What you are asked to do :: A verbatim copy of the full data, with no pictures, is the expected answer.

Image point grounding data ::
━━━━━━━━

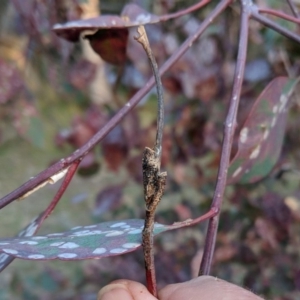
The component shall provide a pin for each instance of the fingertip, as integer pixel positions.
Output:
(114, 290)
(125, 290)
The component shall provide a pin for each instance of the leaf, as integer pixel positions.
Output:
(108, 199)
(29, 230)
(110, 44)
(132, 15)
(82, 242)
(261, 137)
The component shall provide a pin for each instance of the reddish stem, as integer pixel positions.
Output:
(78, 154)
(229, 128)
(184, 11)
(279, 14)
(66, 181)
(44, 215)
(293, 8)
(269, 23)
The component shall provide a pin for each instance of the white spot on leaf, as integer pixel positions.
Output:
(10, 251)
(130, 245)
(67, 255)
(69, 245)
(115, 233)
(237, 172)
(275, 109)
(28, 242)
(56, 244)
(254, 154)
(90, 226)
(135, 231)
(118, 224)
(266, 134)
(99, 250)
(117, 250)
(244, 135)
(3, 257)
(36, 256)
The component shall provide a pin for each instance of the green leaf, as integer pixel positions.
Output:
(82, 242)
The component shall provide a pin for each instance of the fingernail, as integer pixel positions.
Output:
(114, 291)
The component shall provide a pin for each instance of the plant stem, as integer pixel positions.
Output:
(154, 181)
(81, 152)
(229, 128)
(293, 8)
(143, 40)
(269, 23)
(184, 11)
(43, 216)
(279, 14)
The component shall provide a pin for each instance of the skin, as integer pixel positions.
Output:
(204, 288)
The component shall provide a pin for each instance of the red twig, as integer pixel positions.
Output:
(279, 14)
(43, 216)
(269, 23)
(78, 154)
(66, 181)
(227, 140)
(293, 8)
(184, 11)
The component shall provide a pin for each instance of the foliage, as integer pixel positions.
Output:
(257, 241)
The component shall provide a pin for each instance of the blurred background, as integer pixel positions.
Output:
(54, 95)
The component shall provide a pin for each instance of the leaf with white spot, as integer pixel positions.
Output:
(81, 242)
(29, 230)
(261, 137)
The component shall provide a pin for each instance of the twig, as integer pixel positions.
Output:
(184, 11)
(143, 40)
(279, 14)
(229, 128)
(78, 154)
(269, 23)
(38, 221)
(154, 181)
(293, 8)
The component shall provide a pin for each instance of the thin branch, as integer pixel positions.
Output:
(184, 11)
(279, 14)
(36, 224)
(190, 222)
(269, 23)
(78, 154)
(143, 40)
(154, 181)
(293, 8)
(229, 129)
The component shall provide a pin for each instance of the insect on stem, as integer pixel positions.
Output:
(154, 182)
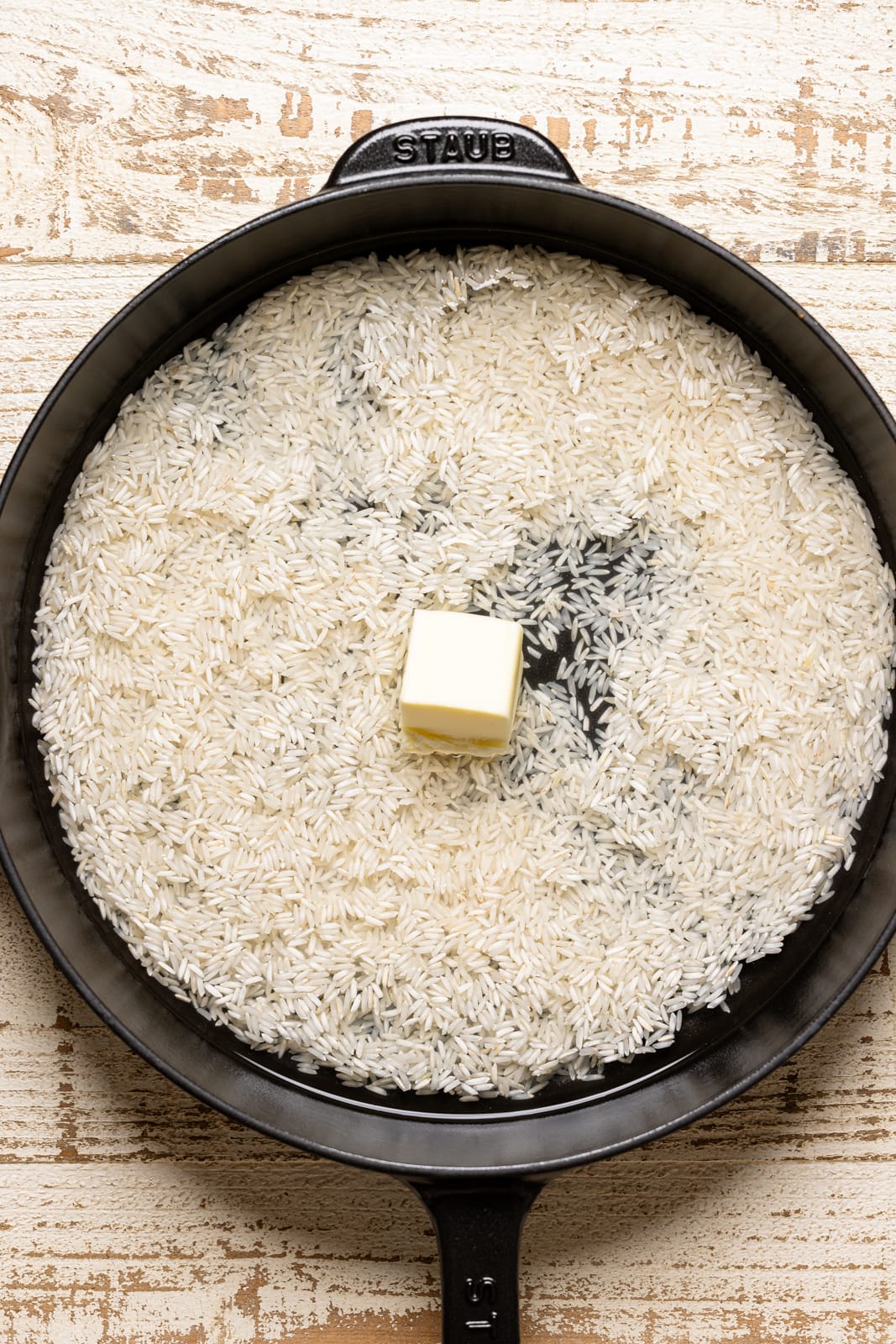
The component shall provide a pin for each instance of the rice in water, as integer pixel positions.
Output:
(223, 624)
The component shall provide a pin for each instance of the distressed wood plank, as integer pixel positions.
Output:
(768, 125)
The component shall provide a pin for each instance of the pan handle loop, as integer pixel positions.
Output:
(445, 145)
(479, 1227)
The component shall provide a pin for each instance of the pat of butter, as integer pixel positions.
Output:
(461, 683)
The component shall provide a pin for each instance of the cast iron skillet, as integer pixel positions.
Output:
(479, 1166)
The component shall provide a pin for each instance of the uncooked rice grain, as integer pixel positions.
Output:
(223, 622)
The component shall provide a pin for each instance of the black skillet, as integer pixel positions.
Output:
(436, 183)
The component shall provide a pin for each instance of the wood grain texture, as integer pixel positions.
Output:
(129, 134)
(145, 132)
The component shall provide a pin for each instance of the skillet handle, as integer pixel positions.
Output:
(479, 1226)
(445, 145)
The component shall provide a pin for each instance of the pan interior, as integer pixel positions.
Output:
(703, 1030)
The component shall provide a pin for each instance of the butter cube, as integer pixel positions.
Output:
(461, 683)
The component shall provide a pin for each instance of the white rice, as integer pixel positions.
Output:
(223, 627)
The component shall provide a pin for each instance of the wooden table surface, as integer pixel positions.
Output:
(134, 132)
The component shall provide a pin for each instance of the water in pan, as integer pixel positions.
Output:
(223, 625)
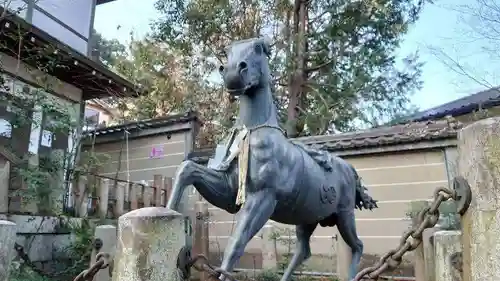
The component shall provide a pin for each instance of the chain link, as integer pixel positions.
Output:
(200, 263)
(103, 261)
(411, 239)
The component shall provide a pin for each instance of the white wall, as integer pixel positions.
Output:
(74, 13)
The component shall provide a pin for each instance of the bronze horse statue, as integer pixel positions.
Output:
(263, 175)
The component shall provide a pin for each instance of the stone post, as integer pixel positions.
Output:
(446, 243)
(4, 190)
(201, 236)
(269, 259)
(107, 235)
(428, 245)
(8, 238)
(149, 241)
(419, 268)
(479, 164)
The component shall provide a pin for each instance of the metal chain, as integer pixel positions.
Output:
(411, 239)
(200, 263)
(103, 261)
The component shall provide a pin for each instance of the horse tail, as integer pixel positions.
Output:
(363, 199)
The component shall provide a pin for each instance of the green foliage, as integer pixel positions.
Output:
(449, 220)
(346, 72)
(109, 50)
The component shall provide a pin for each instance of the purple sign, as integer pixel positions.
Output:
(156, 152)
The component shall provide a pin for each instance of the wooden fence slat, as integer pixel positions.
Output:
(103, 197)
(120, 199)
(157, 185)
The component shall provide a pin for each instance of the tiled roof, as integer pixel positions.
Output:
(398, 134)
(146, 124)
(485, 99)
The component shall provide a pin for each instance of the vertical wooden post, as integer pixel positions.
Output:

━━━━━━━━

Response ::
The component shall provide a pin for each instance of the fingertip, as integer pixel positions.
Output:
(114, 290)
(125, 290)
The component shall provide a pin for each instance of the leaf, as integer pixel positions.
Output:
(108, 199)
(29, 230)
(110, 44)
(132, 15)
(82, 242)
(261, 137)
The component shall provide a pin for each instance of the reddish stem, as integer pixel positions.
Output:
(78, 154)
(229, 128)
(184, 11)
(279, 14)
(66, 181)
(44, 215)
(293, 8)
(269, 23)
The component shall provide a pin for each instance of the white spot on leaf, as integer pixel positions.
Output:
(10, 251)
(130, 245)
(67, 255)
(69, 245)
(115, 233)
(237, 172)
(275, 109)
(28, 242)
(56, 244)
(254, 154)
(90, 226)
(135, 231)
(118, 224)
(266, 134)
(99, 250)
(117, 250)
(244, 135)
(3, 257)
(36, 256)
The component shall provide a pin for each instance of the green leaf, as integer pixel positions.
Output:
(82, 242)
The component shall provide a pin for each instance of the fingernail, as integer pixel positions.
Output:
(114, 291)
The component shall provide a pin for each instance of the plant stem, as integer pixel positions.
Output:
(154, 181)
(81, 152)
(229, 128)
(293, 8)
(143, 40)
(269, 23)
(184, 11)
(43, 216)
(279, 14)
The component shall provide a pin for each instance of the skin, as integer pixel positions.
Output:
(204, 288)
The component shall provide a pin for each instance of the red twig, as integer pixel positions.
Output:
(279, 14)
(43, 216)
(269, 23)
(78, 154)
(66, 181)
(227, 140)
(293, 8)
(184, 11)
The component shall provide a pin for each instance of the foliage, as integer pixel positions.
Output:
(257, 241)
The component shall provide a pin for each instance of the blurred background, as integer pixel positions.
Output:
(54, 95)
The component shall provide a pin for each instance of the leaf with white spot, as integer pixel positions.
Output:
(81, 242)
(29, 230)
(261, 137)
The component shall provide a pin for each instance of the twig, as integer pixel positions.
Output:
(184, 11)
(143, 40)
(279, 14)
(229, 128)
(78, 154)
(269, 23)
(38, 221)
(154, 181)
(293, 8)
The component shall provide a pin for each instance of the thin branch, as integer pixel positions.
Output:
(184, 11)
(279, 14)
(36, 224)
(190, 222)
(269, 23)
(78, 154)
(143, 40)
(154, 181)
(293, 8)
(229, 129)
The component shall provide a pin for each instance of the insect on stem, as integer pixel positions.
Output:
(154, 182)
The component shall provide a pin for each instance of the rice in water, as integer pixel positions.
Output:
(223, 624)
The component shall provide a pin for each instance of the distressed wood plank, as integer pixel positions.
Output:
(768, 125)
The component shall provide a pin for each instance of the pan handle loop, as integer pixel positions.
Output:
(445, 145)
(479, 1227)
The component shall provide a pin for each instance of the pat of butter, as integer pixel positions.
Output:
(461, 683)
The component shall provide a pin for each instance of the cast iron skillet, as integer pixel positions.
Output:
(479, 1166)
The component shall provide a pin for each instance of the uncooked rice grain, as integer pixel positions.
Output:
(223, 622)
The component shall provide a pin for each instance of the black skillet, as integer pixel positions.
Output:
(436, 183)
The component shall provide a pin for each instance of the wood grain texture, as integer pixel positions.
Output:
(129, 134)
(145, 132)
The component shall provide a pin for each instance of the skillet handle, as integer pixel positions.
Output:
(479, 1226)
(445, 145)
The component shall provide a pin for each instance of the pan interior, as integer pixel positions.
Output:
(703, 1030)
The component shall provide a pin for each instance of the butter cube, as integer pixel positions.
Output:
(461, 683)
The component shall provide a pin for each instance of the white rice, as integer pixel positions.
Output:
(223, 627)
The component shall provide a pin for each instance of the wooden table surface, as integer pixel positions.
Output:
(134, 132)
The component shall provide a pin for each instance of the water in pan, as integer pixel positions.
Output:
(223, 625)
The component shall provide a pin for each instance of the chain link, as integer pixel positions.
Output:
(200, 263)
(103, 261)
(411, 239)
The component shall provide a pin for each instance of the white wall, as integer pixel positions.
Output:
(74, 13)
The component shall provide a pin for each instance of the bronze horse statue, as integer pixel positions.
Output:
(263, 175)
The component shall provide a pin for each instance of the stone post, as integer pixel positions.
Output:
(446, 243)
(4, 190)
(201, 236)
(269, 259)
(107, 235)
(428, 245)
(8, 238)
(149, 241)
(419, 268)
(479, 164)
The component shall provide a pin for each instance of the metal chain, as integer pixel positions.
Output:
(411, 239)
(200, 263)
(103, 261)
The component shall provide a pin for each instance of the horse tail, as integer pixel positions.
Output:
(363, 199)
The component shall provide a pin for each instance of the green foliage, as integer pixel positions.
Output:
(449, 220)
(346, 72)
(109, 50)
The component shall provide a pin for each instance of the purple sign, as integer pixel positions.
Output:
(156, 152)
The component shall provide a pin for each instance of the wooden fence slat, as integer pixel positions.
Output:
(103, 197)
(120, 199)
(157, 185)
The component shall provide a pin for each instance of the tiled roof, as integer pixel positions.
Output:
(398, 134)
(146, 124)
(485, 99)
The component shall provide a pin for each instance of the vertical wooden post, as integer pixel positions.
Output:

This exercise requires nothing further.